■ **Document**:
— begin —

The United States relies heavily on imports for its fresh produce needs, sourcing approximately 60% of its fresh fruit and 40% of its fresh vegetables from abroad. Mexico stands as a principal supplier in this sector, contributing significantly to the U.S. market. Recent discussions around the imposition of a 25% tariff on all goods imported from Mexico by the President-elect have raised concerns over potential price increases for a variety of grocery and produce items in the U.S. market.

Research from the University of California, Davis highlights Mexico's pivotal role, particularly as the top foreign provider of tomatoes, avocados, raspberries, bell peppers, and strawberries to the U.S. In 2021, Mexico accounted for 64% of the U.S. vegetable imports and 46% of fruit and nut imports. The period from 2000 to 2021 saw a fourfold increase in the value of Mexico's horticultural exports to the U.S., driven by factors such as lower labor costs and advantageous growing seasons that enable year-round production.

The proposed tariffs could also impact the beer market, with popular Mexican brands like Corona and Modelo, the latter being the top-selling beer in the U.S., potentially seeing price hikes. The growth of Mexico as a key source of food imports to the U.S. underscores the complex interdependencies in North American agricultural and food markets.

— end —

■ **Directions**:
A. Write out everything in the article on Mexican produce imports from "The United States" down to "in the U.S. market.".
B. List the items for which the article on Mexican produce imports names Mexico as the top foreign provider to the U.S.
You won't need the lines for anything.

■ **Given information**:
— begin —

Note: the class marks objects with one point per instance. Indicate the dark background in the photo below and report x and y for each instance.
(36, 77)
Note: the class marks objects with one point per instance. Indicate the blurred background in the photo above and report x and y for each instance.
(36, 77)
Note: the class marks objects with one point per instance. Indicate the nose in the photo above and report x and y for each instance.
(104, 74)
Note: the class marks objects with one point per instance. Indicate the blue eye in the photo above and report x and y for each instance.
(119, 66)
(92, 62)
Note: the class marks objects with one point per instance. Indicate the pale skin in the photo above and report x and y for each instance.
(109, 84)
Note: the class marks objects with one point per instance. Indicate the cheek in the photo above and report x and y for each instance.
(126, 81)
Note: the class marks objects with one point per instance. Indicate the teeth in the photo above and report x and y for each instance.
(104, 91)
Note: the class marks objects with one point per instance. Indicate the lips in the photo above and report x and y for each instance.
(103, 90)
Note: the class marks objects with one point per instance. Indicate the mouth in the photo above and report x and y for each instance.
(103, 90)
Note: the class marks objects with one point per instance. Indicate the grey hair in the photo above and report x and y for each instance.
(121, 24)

— end —
— begin —

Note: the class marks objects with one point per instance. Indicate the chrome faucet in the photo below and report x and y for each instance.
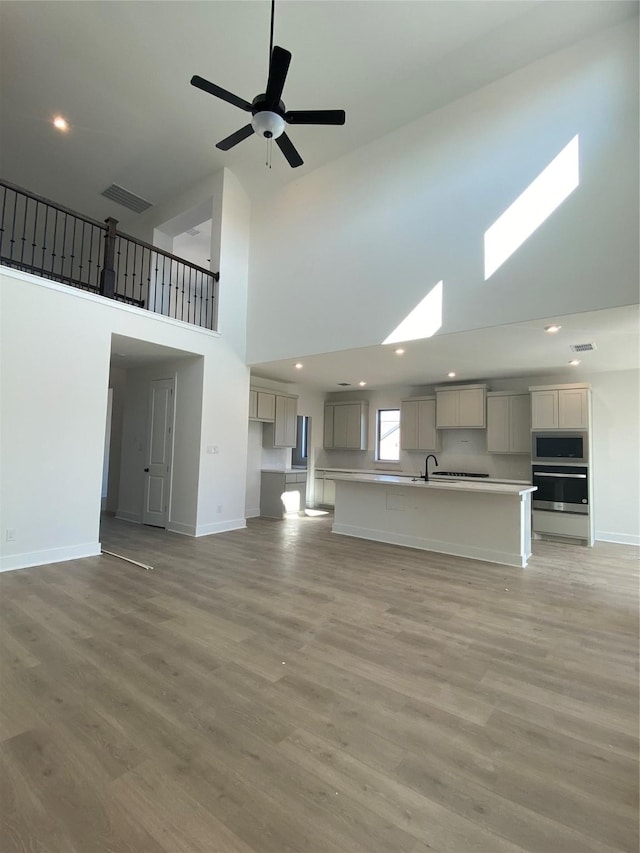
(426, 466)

— end —

■ **Worked answers**:
A.
The United States relies heavily on imports for its fresh produce needs, sourcing approximately 60% of its fresh fruit and 40% of its fresh vegetables from abroad. Mexico stands as a principal supplier in this sector, contributing significantly to the U.S. market. Recent discussions around the imposition of a 25% tariff on all goods imported from Mexico by the President-elect have raised concerns over potential price increases for a variety of grocery and produce items in the U.S. market.

B. Tomatoes, avocados, raspberries, bell peppers, strawberries